§ Exercise goal
State how many lines of the listing below contain the word "young", treating case as significant. Give only the number.

§ Data lines
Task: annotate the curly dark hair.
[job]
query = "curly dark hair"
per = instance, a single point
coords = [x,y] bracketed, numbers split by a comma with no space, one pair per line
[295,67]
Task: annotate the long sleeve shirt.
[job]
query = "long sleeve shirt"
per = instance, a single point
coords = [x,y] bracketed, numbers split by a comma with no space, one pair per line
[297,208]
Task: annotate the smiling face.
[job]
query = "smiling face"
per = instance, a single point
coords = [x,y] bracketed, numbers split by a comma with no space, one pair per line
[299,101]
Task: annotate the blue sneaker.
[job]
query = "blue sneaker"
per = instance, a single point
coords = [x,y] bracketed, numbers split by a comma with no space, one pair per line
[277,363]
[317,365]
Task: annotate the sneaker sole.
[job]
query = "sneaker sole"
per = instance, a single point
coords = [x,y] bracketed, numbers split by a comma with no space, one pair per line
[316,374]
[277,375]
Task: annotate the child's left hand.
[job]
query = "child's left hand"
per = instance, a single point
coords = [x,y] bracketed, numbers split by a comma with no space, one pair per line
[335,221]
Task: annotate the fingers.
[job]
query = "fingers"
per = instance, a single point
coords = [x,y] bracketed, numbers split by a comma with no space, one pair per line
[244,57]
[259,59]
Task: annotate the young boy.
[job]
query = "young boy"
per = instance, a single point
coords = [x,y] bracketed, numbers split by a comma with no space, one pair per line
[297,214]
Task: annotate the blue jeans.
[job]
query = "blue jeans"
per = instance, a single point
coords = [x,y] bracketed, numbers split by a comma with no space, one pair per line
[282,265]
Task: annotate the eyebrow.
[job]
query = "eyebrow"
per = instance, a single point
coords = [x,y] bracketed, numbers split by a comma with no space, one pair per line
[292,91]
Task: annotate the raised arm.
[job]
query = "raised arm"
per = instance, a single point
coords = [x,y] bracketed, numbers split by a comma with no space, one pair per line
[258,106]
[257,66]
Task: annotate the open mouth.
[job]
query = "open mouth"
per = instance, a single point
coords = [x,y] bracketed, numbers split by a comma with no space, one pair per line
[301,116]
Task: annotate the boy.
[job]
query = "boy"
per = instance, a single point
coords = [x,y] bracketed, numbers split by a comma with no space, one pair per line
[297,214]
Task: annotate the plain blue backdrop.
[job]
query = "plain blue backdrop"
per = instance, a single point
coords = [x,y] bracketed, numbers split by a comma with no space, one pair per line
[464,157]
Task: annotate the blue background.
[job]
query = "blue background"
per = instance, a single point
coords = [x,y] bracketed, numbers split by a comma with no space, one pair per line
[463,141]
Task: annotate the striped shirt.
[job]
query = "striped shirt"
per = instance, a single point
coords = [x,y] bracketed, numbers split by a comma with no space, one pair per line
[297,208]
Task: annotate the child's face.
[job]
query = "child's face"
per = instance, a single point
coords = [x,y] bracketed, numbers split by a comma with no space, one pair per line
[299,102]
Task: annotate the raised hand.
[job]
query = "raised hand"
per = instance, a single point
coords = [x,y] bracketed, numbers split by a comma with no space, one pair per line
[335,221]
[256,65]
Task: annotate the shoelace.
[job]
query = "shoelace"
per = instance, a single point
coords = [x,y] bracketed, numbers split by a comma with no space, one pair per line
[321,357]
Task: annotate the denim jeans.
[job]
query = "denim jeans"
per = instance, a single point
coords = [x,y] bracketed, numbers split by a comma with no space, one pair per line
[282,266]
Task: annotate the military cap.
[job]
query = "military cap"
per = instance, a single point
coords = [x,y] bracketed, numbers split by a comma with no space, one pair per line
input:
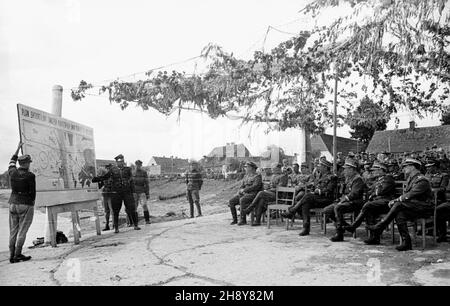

§ Finished exercise
2